* Begin EXCERPTED TEXT *

Sunday, August 28, 2005

so much in me that words can no longer express my thoughts anymore. if i were to pen them down, i would be boring every reader that stops by.

i believe that only true friends tell you things that even you yourself cannot see and i'm glad that everytime i got devoured into the darkness, i've friends at the edge reminding me who i am. thanks guys.

i've forgotten when i've lost that touch of it. was it because of the cruelty that people call life or is it just me. what i clearly know is that i don't want to live this way anymore. she's right. sincerity is what others should be treated with. no one likes to live in a made up world, no ones like to be treated with fakeness.

i don't want to lose that glow that i have. i want to resume my dream. that little spark tt others call silly in the past. so wad if it's not practical but at least i noe i will be happy doing it. so this should be it-- move one. everyone needs to dream about the impossible. this is the only thing that keeps one soul alive. i dun wan to own an empty shell. and now i do see the path ahead of me.

ya. this should be it. this is wad life is about. i dun want to be beaten by the saturn and devils who always tempt me into their world. sometimes, i succumb to all the internal weakness and allow them to do so. i know what's important. even if i have to swallow everything by myself, i want to own that beautiful dream. i'm ambitious. i knoe it. i like it.

Saturday, August 27, 2005


the nerd and the rebellious Posted by Picasa

Wednesday, August 24, 2005

once again, i wish to stress the word responsibility again. not a big word but one tt carries alot of meaning to me. maybe in singapore, we dun readily accept responsibility. people still needs to take the initiative and not always expect that of others. if i don't do it, does it mean no one will? come on.. no one is indispensible. don't make me feel this way. i'm not even asking too much am i, just take pride in our work. does the word belonginess and ours mean anything to anyone anymore. is ok to be laden with work and all but it also feels good to know that there are people by ur side. the load weighs down much more when one becomes an independent party.

maybe u're right. anger has to be curbed but i've already gone beyond wanting to flare up to total feign ignorance. tt's the worst case i tell u. do not test one's calm water. ripples form and storm follows...

come on. i'm surviving on a very thin thread now. so thin that it can be snapped so easily. quit stepping on my toes.

Monday, August 22, 2005


sunflowers from my girlfriends~!! notice a little champagne rose in the middle? that's from my nu peng you. =) Posted by Picasa

flowers from xm for my bdae! ~sweets~ Posted by Picasa

Thursday, August 18, 2005

every 18th of the month is special to me one way or another. a simple message shows care even though little contact is being made. a little message can brighten up my day and brings a smile to me.

so tt's wad makes every 18 august even more special! i would like to tell boon boon... HAPPY 4TH ANNIVERSARY! we've made it this far and i promise you that we will make this last forever. ur call last night made me realise how precious and dear you are to me. one phone call and i've regained all lost energy. you really really brighten up my day. i'm glad i have u by my side and i want u to be by my side as long as it goes. until u meet ur macho man also cannot abandon me! words no longer can express how important you are but it just tooka phone call to remind me all that. regardless whatever it is, i love you! please... stay happy for me. i want a bright and cheery girlfriend noe! ahhhahha... good luck for prelims and everything else.. dun be so stressed too, k... and lastly once again.. love u to bits!

* End EXCERPTED TEXT *
* Begin DATASET ROWS *

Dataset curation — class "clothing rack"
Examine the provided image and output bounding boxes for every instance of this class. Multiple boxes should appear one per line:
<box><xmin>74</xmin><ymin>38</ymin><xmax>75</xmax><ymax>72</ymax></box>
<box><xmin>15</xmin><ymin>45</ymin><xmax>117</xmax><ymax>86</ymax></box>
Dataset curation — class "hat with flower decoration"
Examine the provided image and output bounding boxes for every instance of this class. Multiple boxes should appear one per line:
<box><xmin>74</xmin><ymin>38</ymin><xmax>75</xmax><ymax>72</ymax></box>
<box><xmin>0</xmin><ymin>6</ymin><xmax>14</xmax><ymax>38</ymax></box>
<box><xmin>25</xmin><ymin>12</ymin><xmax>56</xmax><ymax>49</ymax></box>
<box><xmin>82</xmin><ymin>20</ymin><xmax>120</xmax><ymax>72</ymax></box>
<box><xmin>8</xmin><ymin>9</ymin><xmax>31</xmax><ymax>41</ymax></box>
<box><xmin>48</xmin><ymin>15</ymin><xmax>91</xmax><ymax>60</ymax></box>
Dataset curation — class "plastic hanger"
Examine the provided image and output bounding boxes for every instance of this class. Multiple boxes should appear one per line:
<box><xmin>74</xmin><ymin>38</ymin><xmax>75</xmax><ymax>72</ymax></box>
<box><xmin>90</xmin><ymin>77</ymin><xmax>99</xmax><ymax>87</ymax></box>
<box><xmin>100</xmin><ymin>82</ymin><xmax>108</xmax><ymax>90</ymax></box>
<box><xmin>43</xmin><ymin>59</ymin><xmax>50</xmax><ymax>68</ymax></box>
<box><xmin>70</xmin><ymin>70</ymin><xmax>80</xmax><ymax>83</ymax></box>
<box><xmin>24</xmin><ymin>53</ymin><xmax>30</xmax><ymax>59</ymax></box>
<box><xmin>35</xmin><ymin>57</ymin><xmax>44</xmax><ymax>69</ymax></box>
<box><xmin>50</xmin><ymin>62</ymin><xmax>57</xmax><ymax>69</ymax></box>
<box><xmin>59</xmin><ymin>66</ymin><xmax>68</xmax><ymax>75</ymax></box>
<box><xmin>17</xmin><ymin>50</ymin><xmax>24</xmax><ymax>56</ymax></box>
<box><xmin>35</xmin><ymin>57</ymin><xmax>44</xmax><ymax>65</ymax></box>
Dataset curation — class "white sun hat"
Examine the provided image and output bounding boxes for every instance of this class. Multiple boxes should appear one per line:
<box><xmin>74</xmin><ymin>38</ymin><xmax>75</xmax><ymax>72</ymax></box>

* End DATASET ROWS *

__AIM A__. List every date that heads an entry in the blog.
__AIM B__. Duplicate all of the dataset records line for line, with no changes.

__CORRECT ANSWER A__.
Sunday, August 28, 2005
Saturday, August 27, 2005
Wednesday, August 24, 2005
Monday, August 22, 2005
Thursday, August 18, 2005

__CORRECT ANSWER B__.
Dataset curation — class "clothing rack"
Examine the provided image and output bounding boxes for every instance of this class. Multiple boxes should appear one per line:
<box><xmin>74</xmin><ymin>38</ymin><xmax>75</xmax><ymax>72</ymax></box>
<box><xmin>15</xmin><ymin>45</ymin><xmax>117</xmax><ymax>86</ymax></box>
Dataset curation — class "hat with flower decoration"
Examine the provided image and output bounding boxes for every instance of this class. Multiple boxes should appear one per line:
<box><xmin>74</xmin><ymin>38</ymin><xmax>75</xmax><ymax>72</ymax></box>
<box><xmin>0</xmin><ymin>6</ymin><xmax>14</xmax><ymax>38</ymax></box>
<box><xmin>25</xmin><ymin>12</ymin><xmax>56</xmax><ymax>49</ymax></box>
<box><xmin>82</xmin><ymin>20</ymin><xmax>120</xmax><ymax>72</ymax></box>
<box><xmin>8</xmin><ymin>9</ymin><xmax>31</xmax><ymax>41</ymax></box>
<box><xmin>48</xmin><ymin>15</ymin><xmax>91</xmax><ymax>60</ymax></box>
Dataset curation — class "plastic hanger"
Examine the provided image and output bounding boxes for every instance of this class. Multiple boxes should appear one per line:
<box><xmin>74</xmin><ymin>38</ymin><xmax>75</xmax><ymax>72</ymax></box>
<box><xmin>90</xmin><ymin>77</ymin><xmax>99</xmax><ymax>87</ymax></box>
<box><xmin>100</xmin><ymin>82</ymin><xmax>108</xmax><ymax>90</ymax></box>
<box><xmin>43</xmin><ymin>59</ymin><xmax>50</xmax><ymax>68</ymax></box>
<box><xmin>70</xmin><ymin>70</ymin><xmax>80</xmax><ymax>83</ymax></box>
<box><xmin>24</xmin><ymin>53</ymin><xmax>30</xmax><ymax>59</ymax></box>
<box><xmin>35</xmin><ymin>57</ymin><xmax>44</xmax><ymax>69</ymax></box>
<box><xmin>50</xmin><ymin>62</ymin><xmax>57</xmax><ymax>69</ymax></box>
<box><xmin>59</xmin><ymin>66</ymin><xmax>68</xmax><ymax>75</ymax></box>
<box><xmin>17</xmin><ymin>50</ymin><xmax>24</xmax><ymax>56</ymax></box>
<box><xmin>35</xmin><ymin>57</ymin><xmax>44</xmax><ymax>65</ymax></box>
Dataset curation — class "white sun hat"
Examine the provided image and output bounding boxes for every instance of this class. Multiple boxes should appear one per line:
<box><xmin>74</xmin><ymin>38</ymin><xmax>75</xmax><ymax>72</ymax></box>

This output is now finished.